On the same day, the Ministry of Electronics and Information Technology (MeitY) proposed amendments to the IT Rules, 2021, with a 15-day window for public consultation. Fifteen days for changes that, if implemented, could significantly alter how online speech is governed in India.

Framed as “clarificatory and procedural”, the amendments—as the Internet Freedom Foundation (IFF) pointed out—instead mark a substantial expansion of executive power over digital content.

Whether the timing of publication of these rules was in the hope that its news will be buried under the sea of posts lamenting the passing of the trans law, one might never know. What we do know, though, is that for a law that can fundamentally reshape how people speak, and are heard, online, 15 days is hardly enough time to even register what is being altered, let alone respond to it meaningfully. 

Who Gets to Speak, and at What Cost

That’s, perhaps, one of the reasons why the discourse around the proposed amendments has been muted.

But for journalists working in India today—especially those of us working independently, across formats and platforms—social media is one of the most important tools of distribution.

And while the bubble of social media being a truly democratic space has long been burst, it still remains relatively more democratic than established media, which means it’s one of the few places where people’s ideas are allowed the freedom to breathe, and where the final call about what to put out and when rests with the person posting it.

Which is also what makes the prospect of regulating it in the proposed ways… somewhat frightening. Dressed in the language of procedure, prima facie, the changes may seem technical. Their implications, though, are anything but.

Rule 3(4) of the proposed amendments, for instance, effectively allows MeitY to issue advisories, directions, and guidelines that platforms must comply with to retain safe harbour protections. In practice, this means intermediaries are incentivised to err on the side of caution, because the cost of getting it wrong is too high.

The rational response, then, is over-compliance, and by extension, over-censorship. Similarly, the expansion of the Inter-Departmental Committee’s scope from hearing ‘complaints’ to examining vague ‘matters’ opens the door to discretionary scrutiny of content, including user-generated political speech.

And when intermediaries are made responsible for interpreting and acting on loosely defined categories, the safest interpretation becomes the narrowest one because the cost of getting it wrong is no longer abstract.

“The ambiguity in the proposed amendments is what worries me the most. When rules around ‘harmful’ or ‘misleading’ content aren’t clearly defined, it creates a chilling effect. As someone who engages with political and social issues, I’m constantly navigating nuance, and the fear is that nuance may not be protected. There’s a real risk of over-censorship, either by platforms or by creators themselves trying to avoid trouble.”
----
● EXERCISE
Update the stretch of the IT Rules commentary from "But for journalists" through "person posting it.", putting "digital platforms" in place of "social media". The listing that comes next is drawn from a separate source.

● GIVEN DATA
----
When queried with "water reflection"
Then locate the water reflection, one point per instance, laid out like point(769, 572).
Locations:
----
● FULL SOLUTION
But for journalists working in India today—especially those of us working independently, across formats and platforms—digital platforms is one of the most important tools of distribution.

And while the bubble of digital platforms being a truly democratic space has long been burst, it still remains relatively more democratic than established media, which means it’s one of the few places where people’s ideas are allowed the freedom to breathe, and where the final call about what to put out and when rests with the person posting it.